═══ Selected passage

Though he fought as a youth for the Spanish Republic, he thought the rank-and-file Blueshirts who fought for Franco were simply misled: "I never regarded them as fascists - the ordinary Blueshirts."

Not surprisingly for someone whose roots were in west Cork his early political activity led from the boy scouts of Fianna Éireann to the IRA. Frank Ryan, his comrade in arms in Spain and a man he held in the highest esteem, was the leader of the Fianna scouts at the time he joined.

At school in the North Monastery CBS in Cork, O'Riordan was a contemporary of former taoiseach Jack Lynch, whom he considered a brilliant student.

It was IRA membership that led him to Spain. He travelled alone to Liverpool and onwards to London where he enlisted in the International Brigades by pretending to be older than he was. From there he travelled to France and onwards over the Pyrenees and into action. O'Riordan fought and was wounded by shrapnel at the battle of the Ebro.

In a citation for bravery, his commanding officer wrote: "He carried his light machine-gun into every action, and when he was ordered to withdraw, he waited until the whole company had done so. He said that his weapon was worth a dozen men. When he was wounded, he refused to leave his position until others had to leave it. Even then he did not leave until he was ordered."

Returning from the war he, and a handful of other veterans, were led down Dublin's quays by a lone piper to a meeting in Abbey Street led by the republican priest Fr Michael O'Flanagan. O'Riordan then returned to Cork and to politics. He was interned in the Curragh and although of Gaeltacht origins, learned his Irish there from his fellow prisoner the author Máirtín Ó Cadhain. As a Socialist candidate he gained 3,184 votes in a by-election for Cork Borough in the 1940s to finish ahead of his former IRA commander Tom Barry.

He was less successful in Dublin where his candidature for the Irish Workers League, the communist party's name at the time, was the subject of vitriolic attacks from the pulpit. Among the threats to voters was that of hell fire in the next life but O'Riordan's concept of the "hereafter" was that of "someone who will carry on the fight when I've gone".

In those election campaigns in the 1950s and 1960s he was made forcefully aware of the fickle nature of politics and relished telling a story of the support he received from Luke Kelly of the Dubliners.

"We had met on his return from Britain and shared a personal-political friendship. When I stood as a party candidate the help of Luke in his artistic capacity was invoked. We billed our public appearance at the then waste ground across from Christ Church Cathedral.

"That evening a big audience turned up and Luke performed his overture of working class and national rebel songs. The crowd grew even bigger and then with a rousing finale he stepped back to give the floor to the candidate. I went to the microphone, glancing down to straighten my speech notes, and then looked up to find that 90 per cent of the crowd had evaporated in the wake of Luke. When next we met I greeted him as 'Comrade Pied Piper of Hammelin'."

In later life he devoted himself to telling the younger generation of the struggle against fascism in Spain. His abiding memory: "the horrors and the hunger." He was granted honorary Spanish citizenship in 1996 and on his 70th birthday was awarded the Soviet Order of Friendship. On that occasion a congratulatory message from the Central Committee of the Communist Party was carried on the front page of Pravda and an obituary inside stated that he was "brought up in the land of ardent patriots, fighters against the English colonial oppression, where the combat songs of the troubles were sung instead of lullabies and stories about hero republicans were told instead of fairy tales for children."

Michael O'Riordan married Kay Keohane from Clonakilty in 1946. The couple shared their family and political life and had three children: Mary, who died in infancy, Manus and Brenda. He is survived also by five grandchildren: Jessica, Neil, Dara, Caitríona and Luke.

Michael O'Riordan born Cork November 12th, 1917. Died Dublin May 18th, 2006.

══════
═══ Supplied records

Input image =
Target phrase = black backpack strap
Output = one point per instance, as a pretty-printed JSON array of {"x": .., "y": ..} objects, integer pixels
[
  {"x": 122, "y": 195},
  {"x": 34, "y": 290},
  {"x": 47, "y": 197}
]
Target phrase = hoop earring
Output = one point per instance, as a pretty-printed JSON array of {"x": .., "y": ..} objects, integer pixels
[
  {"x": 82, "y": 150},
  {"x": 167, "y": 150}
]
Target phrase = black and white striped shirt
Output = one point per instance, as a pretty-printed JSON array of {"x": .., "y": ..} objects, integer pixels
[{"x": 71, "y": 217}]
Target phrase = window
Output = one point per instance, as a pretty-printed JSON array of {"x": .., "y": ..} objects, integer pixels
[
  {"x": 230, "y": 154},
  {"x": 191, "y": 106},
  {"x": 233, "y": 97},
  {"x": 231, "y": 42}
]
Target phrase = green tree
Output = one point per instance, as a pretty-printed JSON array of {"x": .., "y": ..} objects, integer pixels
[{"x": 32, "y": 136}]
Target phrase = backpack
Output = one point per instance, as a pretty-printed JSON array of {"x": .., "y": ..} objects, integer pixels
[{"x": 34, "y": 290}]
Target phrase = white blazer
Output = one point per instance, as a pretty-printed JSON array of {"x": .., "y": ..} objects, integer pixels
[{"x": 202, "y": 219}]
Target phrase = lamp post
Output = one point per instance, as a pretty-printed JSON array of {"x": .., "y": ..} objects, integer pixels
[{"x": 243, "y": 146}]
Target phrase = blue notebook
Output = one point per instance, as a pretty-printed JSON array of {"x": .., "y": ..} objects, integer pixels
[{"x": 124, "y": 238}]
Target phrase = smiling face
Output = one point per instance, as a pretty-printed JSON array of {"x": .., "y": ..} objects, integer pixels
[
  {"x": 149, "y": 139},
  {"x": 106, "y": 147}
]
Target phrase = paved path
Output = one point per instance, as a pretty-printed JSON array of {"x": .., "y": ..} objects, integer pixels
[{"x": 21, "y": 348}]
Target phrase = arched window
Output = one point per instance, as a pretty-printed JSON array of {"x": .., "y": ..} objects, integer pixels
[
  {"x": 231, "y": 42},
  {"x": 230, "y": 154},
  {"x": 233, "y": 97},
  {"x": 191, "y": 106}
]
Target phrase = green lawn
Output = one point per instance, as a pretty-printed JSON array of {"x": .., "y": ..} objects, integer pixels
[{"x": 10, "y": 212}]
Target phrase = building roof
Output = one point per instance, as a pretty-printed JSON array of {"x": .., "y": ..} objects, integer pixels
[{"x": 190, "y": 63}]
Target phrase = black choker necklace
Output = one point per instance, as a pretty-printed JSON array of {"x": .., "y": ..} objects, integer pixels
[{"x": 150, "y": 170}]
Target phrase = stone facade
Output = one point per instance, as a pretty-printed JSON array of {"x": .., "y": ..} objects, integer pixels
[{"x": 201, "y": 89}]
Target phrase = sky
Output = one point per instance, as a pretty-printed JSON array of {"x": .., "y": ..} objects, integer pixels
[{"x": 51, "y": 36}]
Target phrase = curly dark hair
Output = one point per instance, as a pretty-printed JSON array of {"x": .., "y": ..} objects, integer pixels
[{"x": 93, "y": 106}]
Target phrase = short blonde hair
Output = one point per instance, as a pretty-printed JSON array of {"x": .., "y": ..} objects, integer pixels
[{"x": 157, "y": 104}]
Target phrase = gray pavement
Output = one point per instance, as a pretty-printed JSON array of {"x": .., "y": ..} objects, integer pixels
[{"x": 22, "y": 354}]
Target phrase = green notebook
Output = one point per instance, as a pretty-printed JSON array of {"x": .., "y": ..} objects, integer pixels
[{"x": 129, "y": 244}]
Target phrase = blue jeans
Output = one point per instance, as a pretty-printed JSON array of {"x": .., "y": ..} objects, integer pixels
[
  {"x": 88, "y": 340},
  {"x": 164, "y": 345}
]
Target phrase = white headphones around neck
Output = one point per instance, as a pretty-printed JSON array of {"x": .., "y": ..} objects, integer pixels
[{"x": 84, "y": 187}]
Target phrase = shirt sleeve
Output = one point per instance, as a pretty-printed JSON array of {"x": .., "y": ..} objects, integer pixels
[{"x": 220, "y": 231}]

══════

### Tasks and exercises
a) State whether each statement agrees with the obituary of Michael O'Riordan. Answer yes or no, and quote the deciding words from the obituary.
(i) O'Riordan was wounded by shrapnel at the battle of the Ebro.
(ii) O'Riordan learned his Irish from Jack Lynch.
(iii) In the Cork Borough by-election, O'Riordan finished behind Tom Barry.
b) Using the obituary, answer each question briefly.
(i) In what year did O'Riordan marry Kay Keohane?
(ii) In what year was he granted honorary Spanish citizenship?
(iii) Who led the meeting in Abbey Street?
c) Translate into French this sentence from the obituary: "It was IRA membership that led him to Spain."
Rely solely on the obituary of Michael O'Riordan.

### Answers below
a)
(i) Yes: "O'Riordan fought and was wounded by shrapnel at the battle of the Ebro."
(ii) No: "learned his Irish there from his fellow prisoner the author Máirtín Ó Cadhain."
(iii) No: "to finish ahead of his former IRA commander Tom Barry."

b)
(i) 1946
(ii) 1996
(iii) Fr Michael O'Flanagan

c) C'est son appartenance à l'IRA qui l'a conduit en Espagne.